Task:
Select and copy out every line in the records containing "below".

Records provided:
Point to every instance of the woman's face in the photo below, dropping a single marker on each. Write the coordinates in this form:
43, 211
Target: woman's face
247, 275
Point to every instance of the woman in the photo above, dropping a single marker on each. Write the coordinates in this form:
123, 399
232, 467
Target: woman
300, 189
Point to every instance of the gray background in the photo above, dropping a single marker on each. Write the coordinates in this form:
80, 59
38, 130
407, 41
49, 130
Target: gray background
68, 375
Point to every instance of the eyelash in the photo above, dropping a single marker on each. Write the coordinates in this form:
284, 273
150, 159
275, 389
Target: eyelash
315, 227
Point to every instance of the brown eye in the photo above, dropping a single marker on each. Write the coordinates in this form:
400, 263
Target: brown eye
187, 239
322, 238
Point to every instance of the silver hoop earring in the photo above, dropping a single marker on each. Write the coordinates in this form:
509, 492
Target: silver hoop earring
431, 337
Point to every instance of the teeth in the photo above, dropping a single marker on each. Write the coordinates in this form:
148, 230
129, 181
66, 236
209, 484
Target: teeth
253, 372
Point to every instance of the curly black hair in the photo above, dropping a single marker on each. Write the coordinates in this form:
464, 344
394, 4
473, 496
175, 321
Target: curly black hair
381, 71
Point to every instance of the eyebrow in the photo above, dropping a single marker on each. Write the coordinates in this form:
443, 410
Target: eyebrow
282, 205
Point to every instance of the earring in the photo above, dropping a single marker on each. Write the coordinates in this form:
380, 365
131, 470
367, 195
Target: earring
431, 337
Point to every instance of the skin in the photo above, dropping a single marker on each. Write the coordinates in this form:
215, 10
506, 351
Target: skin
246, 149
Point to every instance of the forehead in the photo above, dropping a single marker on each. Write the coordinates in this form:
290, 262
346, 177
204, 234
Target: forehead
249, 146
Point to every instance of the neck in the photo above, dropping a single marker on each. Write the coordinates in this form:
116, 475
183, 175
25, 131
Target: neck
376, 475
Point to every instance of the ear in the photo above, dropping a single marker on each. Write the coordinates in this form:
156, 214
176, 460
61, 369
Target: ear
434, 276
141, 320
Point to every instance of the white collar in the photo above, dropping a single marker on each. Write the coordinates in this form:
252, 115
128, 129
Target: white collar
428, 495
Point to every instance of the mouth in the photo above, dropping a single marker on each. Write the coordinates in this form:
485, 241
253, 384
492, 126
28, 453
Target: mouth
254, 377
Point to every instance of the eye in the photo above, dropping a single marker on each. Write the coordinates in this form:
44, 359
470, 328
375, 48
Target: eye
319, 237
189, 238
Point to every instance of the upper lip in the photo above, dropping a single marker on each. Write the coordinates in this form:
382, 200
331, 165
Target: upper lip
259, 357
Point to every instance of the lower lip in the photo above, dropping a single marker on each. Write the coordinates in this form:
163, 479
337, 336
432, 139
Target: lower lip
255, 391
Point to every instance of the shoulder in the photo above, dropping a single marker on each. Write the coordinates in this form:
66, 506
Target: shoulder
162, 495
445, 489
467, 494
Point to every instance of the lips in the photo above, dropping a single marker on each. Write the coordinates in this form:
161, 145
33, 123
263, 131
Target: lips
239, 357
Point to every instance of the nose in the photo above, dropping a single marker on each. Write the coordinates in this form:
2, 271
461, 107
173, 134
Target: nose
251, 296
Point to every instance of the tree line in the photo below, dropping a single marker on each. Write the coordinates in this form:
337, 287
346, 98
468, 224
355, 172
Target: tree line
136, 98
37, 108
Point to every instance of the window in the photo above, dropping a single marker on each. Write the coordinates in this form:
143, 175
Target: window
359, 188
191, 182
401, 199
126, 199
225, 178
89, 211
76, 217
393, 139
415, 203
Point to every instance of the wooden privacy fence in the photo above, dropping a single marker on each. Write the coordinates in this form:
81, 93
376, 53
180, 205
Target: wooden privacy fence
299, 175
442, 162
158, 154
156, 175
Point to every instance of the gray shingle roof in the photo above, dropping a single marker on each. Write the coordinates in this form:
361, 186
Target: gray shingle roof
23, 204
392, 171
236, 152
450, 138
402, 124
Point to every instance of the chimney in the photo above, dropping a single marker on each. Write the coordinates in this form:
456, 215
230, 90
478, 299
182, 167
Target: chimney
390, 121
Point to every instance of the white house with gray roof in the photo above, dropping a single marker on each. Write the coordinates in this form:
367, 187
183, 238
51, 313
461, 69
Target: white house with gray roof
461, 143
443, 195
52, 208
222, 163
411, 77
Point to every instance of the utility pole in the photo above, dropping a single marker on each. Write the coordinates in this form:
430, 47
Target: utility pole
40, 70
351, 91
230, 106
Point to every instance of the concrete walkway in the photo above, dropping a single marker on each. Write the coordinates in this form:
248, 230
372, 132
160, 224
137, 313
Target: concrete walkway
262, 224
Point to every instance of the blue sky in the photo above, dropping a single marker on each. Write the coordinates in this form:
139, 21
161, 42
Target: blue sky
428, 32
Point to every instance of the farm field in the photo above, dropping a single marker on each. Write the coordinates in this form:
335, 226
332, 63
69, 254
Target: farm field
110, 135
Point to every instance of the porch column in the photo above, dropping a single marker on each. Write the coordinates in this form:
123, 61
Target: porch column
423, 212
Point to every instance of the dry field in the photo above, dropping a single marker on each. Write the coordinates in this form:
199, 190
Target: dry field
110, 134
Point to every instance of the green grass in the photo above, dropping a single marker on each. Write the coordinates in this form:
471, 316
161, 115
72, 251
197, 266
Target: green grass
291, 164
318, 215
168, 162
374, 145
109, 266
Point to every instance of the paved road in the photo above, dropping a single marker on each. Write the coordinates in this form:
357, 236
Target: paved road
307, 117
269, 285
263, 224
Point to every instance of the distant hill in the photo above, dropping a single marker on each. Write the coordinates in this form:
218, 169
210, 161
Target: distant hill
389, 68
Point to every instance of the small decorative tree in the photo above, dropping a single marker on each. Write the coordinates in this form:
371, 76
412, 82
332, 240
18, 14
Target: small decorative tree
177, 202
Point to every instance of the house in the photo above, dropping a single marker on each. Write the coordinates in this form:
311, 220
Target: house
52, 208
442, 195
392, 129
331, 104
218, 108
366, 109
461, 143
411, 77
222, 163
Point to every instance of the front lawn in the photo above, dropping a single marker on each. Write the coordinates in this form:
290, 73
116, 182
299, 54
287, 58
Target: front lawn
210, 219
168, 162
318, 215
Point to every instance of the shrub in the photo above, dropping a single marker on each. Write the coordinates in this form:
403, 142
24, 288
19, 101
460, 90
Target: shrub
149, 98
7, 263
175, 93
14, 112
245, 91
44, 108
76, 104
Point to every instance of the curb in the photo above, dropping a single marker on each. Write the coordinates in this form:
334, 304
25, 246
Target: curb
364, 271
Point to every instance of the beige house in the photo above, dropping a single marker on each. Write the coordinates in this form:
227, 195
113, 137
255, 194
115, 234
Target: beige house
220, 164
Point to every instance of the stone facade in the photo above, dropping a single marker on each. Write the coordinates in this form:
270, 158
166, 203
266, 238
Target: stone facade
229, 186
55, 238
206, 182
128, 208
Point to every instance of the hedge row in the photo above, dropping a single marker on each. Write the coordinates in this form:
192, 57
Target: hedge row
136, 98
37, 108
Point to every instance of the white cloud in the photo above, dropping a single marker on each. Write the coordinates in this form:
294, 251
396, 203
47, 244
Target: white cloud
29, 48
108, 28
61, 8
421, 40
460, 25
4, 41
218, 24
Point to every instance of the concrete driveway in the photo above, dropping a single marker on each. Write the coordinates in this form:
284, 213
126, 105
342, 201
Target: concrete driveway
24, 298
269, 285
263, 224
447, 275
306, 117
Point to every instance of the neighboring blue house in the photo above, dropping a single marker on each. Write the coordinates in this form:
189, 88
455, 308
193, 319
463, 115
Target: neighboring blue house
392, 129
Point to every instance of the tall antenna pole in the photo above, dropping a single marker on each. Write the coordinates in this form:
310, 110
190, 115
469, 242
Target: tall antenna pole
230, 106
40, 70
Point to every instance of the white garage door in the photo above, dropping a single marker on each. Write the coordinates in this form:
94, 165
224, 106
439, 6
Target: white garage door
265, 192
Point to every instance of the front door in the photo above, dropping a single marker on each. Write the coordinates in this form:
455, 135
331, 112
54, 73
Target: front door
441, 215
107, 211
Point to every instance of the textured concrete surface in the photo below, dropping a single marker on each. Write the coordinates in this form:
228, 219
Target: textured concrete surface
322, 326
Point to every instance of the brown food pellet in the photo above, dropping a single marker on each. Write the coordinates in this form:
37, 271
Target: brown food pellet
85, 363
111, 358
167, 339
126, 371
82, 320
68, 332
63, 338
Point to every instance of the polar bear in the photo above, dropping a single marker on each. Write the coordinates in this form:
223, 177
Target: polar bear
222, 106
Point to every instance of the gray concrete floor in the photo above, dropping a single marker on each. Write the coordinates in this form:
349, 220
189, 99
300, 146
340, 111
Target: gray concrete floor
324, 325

Task solution:
Point to every instance of the woman's face in the photo below, dropping a single marker on each. Write the coordinates in this form:
Point to every instance of the tree line in the photo below, dropping a single marker on each. Write the coordinates in this form:
Point to every instance of the textured concrete surface in the photo below, dropping a single marker on each. Write the coordinates in this form:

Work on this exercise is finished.